Extract provided:
______________________________

More Than Just a Gathering Place: AMICUS Builds Community and Allyship
At South Texas College of Law Houston, student groups offer more than just a gathering place for law school members or a bullet point on a resume. They also offer a greater sense of purpose and a different way of thinking about how the law and legal practice affect the everyday lives of real people.
Now in its third decade at STCL Houston, AMICUS continues its mission of supporting the LGBTQ community as it “educates, advises and informs its members and the College community about issues and concerns, particularly in the practice of law, that affect gay, lesbian, bisexual and transgendered (GLBT) people.”
As current AMICUS president Austin Stelter says, “AMICUS is an organization to support those in the LGBTQ community, so they know that everyone has a place in the legal profession.”
One important avenue of support is in the form of the AMICUS Endowment, a scholarship program for any student (in the LGBTQ community or an ally) focused on advocacy for gay, lesbian, bisexual and transgender rights. Initiated in 2004, the fund made South Texas the fourth ever law school in the country to dedicate a scholarship to this very important mission.
Another way the group provides visibility and support is through mentorships, which continue to grow throughout the STCL Houston community. Opportunities to mentor are open to all, and mentors include student volunteers, STCL Houston alumni, and adjunct professors.
To Stelter, mentoring “is an excellent opportunity to learn from someone that has been there and done that, including the bar, with graduated lawyers and adjunct professors.” The relationships and time commitment for mentorships vary according to the needs of the mentor and mentee. As Stelter says, “It could just be sending emails asking questions, or it could be a study session every week.”

______________________________

Excerpted records:
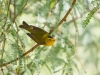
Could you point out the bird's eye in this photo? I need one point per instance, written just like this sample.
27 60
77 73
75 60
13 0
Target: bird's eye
49 39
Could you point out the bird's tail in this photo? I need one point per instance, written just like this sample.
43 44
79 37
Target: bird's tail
25 26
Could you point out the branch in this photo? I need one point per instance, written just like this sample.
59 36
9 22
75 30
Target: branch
64 18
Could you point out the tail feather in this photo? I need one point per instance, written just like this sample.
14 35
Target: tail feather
24 25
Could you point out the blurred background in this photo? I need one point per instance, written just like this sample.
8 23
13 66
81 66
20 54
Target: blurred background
76 49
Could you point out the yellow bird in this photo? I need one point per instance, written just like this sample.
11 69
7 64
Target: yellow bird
38 35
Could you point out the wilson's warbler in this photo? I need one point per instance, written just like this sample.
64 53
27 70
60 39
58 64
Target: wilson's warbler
38 35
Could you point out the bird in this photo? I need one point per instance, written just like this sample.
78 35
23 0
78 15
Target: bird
37 34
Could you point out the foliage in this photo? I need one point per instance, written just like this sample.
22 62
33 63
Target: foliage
20 56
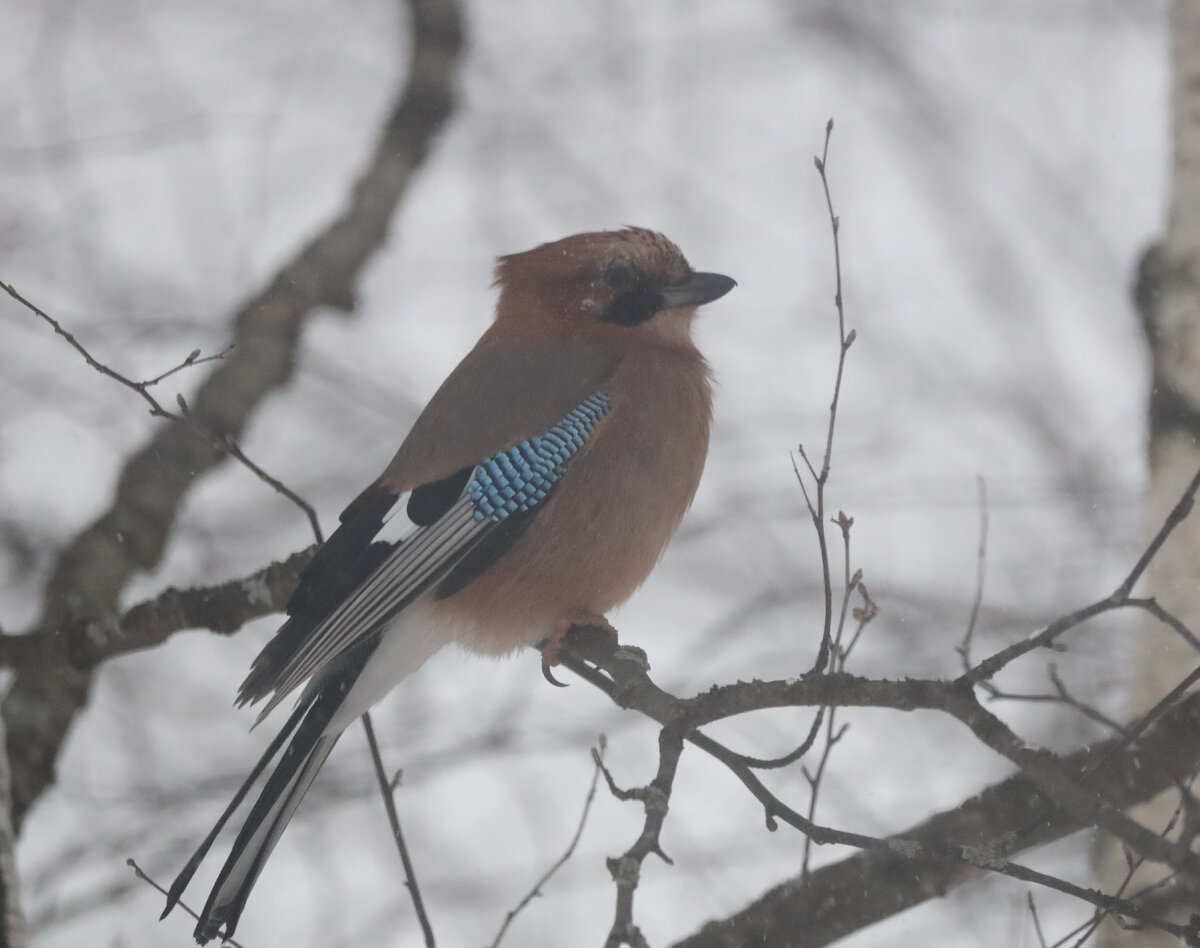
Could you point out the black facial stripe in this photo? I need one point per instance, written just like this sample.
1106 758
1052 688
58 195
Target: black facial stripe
634 306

______________________________

What you need to do:
a. In the article about AMICUS, in what year was the AMICUS Endowment started?
b. Continue the article about AMICUS at South Texas College of Law Houston from the point where it stops.

Results of the tasks:
a. 2004

b.
Over the last year and a half, with in-person gatherings limited during the pandemic, AMICUS members stayed connected through monthly online happy hours. In the spring semester, the group’s focus was the experience of being queer in the legal field. Spring virtual events featured queer lawyers who shared their experiences, including South Texas alumna, State Representative Ann Johnson ‘01.
According to Bella Cherry, AMICUS vice president, AMICUS’ goals for the next year include taking an active role in advocating for the trans community, “who’ve been especially impacted by both the pandemic and repeated attempts at harmful legislation in Texas and nationally.”
Importantly, participation in AMICUS is open to any interested student, regardless of sexual orientation or identification. Stelter notes that AMICUS is “for everyone who supports the queer community and students who want to learn and gain a new perspective from queer students. This perspective is something they can take with them to be better advocates in the future.”
The group will continue to play an important role both at South Texas and in the legal world after students have graduated. As Cherry says, “Groups like AMICUS that celebrate diversity are crucial to opening the legal field to new and diverse talent. It’s also important for the education and training of future lawyers to be exposed to and learn from all sorts of communities and people.”